◆ TO BE DONE: Pull out every line of the listing below that contains the word "shorts", copying each one in full.

◆ RECORDED DATA:
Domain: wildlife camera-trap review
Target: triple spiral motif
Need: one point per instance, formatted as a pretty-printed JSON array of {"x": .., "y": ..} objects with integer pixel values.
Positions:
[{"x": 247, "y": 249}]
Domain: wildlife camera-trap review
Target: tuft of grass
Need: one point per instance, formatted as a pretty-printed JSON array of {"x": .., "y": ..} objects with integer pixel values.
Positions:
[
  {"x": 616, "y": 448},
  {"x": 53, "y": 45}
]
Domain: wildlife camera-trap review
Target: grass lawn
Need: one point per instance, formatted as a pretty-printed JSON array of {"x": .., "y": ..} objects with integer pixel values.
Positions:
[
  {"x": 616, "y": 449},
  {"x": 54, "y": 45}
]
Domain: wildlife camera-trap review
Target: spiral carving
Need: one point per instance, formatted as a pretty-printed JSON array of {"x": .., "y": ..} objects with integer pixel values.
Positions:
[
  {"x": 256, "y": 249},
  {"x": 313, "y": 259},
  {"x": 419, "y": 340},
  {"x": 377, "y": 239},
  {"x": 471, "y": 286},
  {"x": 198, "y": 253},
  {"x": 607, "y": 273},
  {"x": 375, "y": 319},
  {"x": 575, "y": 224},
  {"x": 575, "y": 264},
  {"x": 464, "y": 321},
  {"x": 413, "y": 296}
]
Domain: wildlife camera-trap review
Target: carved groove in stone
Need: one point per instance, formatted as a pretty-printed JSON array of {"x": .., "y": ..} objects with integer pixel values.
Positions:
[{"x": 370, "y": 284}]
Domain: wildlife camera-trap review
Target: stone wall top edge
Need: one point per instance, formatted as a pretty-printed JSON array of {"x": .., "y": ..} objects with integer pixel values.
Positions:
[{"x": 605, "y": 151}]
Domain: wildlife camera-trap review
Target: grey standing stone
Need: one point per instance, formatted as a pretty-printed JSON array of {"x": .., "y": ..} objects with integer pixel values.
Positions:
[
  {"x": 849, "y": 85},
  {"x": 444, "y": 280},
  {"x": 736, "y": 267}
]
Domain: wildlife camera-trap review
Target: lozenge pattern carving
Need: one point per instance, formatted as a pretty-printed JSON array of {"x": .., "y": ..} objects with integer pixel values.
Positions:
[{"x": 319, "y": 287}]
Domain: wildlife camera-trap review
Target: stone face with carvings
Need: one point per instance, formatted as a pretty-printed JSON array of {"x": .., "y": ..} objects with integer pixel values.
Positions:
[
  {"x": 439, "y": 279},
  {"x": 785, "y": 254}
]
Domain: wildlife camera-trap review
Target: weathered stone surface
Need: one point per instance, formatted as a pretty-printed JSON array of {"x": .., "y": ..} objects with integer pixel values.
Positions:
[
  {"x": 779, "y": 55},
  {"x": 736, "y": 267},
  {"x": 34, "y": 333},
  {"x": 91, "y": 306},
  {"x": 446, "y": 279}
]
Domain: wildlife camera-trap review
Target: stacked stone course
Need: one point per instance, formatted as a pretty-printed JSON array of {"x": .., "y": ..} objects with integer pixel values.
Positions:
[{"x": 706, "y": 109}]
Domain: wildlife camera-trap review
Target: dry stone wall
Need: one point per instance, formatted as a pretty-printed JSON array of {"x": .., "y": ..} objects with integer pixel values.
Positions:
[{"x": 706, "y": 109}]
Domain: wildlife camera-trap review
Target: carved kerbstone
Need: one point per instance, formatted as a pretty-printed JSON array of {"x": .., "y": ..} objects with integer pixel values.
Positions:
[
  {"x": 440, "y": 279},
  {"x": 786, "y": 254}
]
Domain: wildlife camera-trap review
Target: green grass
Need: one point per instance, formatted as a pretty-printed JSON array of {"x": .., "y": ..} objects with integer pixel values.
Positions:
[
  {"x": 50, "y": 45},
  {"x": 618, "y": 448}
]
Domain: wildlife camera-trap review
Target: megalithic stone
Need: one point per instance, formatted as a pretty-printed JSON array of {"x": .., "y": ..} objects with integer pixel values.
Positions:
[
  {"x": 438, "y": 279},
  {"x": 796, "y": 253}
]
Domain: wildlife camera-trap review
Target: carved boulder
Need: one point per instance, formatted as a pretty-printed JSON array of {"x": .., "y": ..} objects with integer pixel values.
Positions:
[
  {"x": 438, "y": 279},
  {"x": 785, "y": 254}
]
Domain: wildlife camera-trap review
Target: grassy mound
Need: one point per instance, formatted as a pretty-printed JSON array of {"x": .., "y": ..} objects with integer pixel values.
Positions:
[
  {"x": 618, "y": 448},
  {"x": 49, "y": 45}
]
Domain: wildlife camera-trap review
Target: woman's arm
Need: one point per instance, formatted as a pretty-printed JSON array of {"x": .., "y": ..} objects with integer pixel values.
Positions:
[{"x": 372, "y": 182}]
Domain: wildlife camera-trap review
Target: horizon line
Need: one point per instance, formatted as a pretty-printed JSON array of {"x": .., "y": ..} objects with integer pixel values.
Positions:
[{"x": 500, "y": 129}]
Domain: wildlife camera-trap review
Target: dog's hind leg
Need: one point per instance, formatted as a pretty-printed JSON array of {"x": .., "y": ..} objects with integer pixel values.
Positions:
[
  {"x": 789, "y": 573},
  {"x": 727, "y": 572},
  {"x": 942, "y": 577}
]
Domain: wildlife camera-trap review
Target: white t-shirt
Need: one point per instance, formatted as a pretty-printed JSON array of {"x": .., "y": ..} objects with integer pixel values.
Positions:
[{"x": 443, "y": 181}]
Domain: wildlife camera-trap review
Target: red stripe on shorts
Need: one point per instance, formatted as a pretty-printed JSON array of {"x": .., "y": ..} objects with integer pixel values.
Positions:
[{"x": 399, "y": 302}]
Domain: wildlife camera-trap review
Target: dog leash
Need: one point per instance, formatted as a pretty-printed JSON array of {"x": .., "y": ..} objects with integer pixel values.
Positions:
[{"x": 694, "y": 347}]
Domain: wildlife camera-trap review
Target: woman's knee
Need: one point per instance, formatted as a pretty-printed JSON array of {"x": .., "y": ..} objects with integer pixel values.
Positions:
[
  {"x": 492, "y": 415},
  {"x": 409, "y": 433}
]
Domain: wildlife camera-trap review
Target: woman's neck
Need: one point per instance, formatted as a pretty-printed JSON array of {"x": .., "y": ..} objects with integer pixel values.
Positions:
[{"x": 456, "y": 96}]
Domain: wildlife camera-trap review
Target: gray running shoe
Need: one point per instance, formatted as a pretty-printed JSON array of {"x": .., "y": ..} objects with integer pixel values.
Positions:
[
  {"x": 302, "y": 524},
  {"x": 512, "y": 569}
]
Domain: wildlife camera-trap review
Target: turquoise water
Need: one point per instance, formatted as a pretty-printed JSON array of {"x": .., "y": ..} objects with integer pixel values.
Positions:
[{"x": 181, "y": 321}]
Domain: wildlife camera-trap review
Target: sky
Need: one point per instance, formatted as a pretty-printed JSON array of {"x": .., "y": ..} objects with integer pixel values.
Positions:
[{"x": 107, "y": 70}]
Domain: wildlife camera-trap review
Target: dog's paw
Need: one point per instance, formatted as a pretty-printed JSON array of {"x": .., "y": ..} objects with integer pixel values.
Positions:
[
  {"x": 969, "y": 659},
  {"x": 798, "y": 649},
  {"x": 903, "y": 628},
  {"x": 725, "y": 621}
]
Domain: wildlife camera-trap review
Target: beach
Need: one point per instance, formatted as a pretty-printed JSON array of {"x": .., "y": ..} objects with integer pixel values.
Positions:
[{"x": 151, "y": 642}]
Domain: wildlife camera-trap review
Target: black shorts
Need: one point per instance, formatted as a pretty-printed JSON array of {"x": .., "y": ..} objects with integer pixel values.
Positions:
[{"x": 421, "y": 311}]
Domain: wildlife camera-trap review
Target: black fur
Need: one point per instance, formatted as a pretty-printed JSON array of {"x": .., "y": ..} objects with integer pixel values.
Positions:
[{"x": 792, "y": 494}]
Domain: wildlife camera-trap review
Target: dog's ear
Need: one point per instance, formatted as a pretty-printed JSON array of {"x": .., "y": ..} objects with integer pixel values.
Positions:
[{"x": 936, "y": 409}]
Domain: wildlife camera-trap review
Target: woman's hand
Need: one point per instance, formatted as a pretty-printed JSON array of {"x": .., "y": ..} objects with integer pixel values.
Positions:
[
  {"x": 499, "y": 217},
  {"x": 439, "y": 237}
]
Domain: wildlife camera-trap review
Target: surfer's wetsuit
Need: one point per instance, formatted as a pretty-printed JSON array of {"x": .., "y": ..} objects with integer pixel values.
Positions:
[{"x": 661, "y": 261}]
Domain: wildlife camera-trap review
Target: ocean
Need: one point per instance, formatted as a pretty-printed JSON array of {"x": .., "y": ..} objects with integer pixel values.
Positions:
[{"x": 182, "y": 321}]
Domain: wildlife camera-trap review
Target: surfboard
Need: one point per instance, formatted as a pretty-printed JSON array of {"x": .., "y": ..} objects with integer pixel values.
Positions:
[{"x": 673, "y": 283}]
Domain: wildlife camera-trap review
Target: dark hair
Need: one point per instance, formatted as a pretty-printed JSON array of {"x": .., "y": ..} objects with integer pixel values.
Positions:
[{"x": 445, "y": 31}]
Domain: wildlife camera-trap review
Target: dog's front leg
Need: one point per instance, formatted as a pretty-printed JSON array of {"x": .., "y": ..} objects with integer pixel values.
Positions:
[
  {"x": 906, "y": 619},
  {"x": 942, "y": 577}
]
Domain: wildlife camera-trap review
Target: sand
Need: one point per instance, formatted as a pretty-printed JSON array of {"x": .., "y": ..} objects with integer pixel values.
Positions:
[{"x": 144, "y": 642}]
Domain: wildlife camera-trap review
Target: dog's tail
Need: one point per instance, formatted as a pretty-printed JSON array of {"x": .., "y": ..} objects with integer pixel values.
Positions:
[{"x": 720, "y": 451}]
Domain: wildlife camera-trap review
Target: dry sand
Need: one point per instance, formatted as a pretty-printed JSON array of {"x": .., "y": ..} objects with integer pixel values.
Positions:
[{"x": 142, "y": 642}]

◆ WRITTEN SOLUTION:
Target: red stripe on shorts
Target: black shorts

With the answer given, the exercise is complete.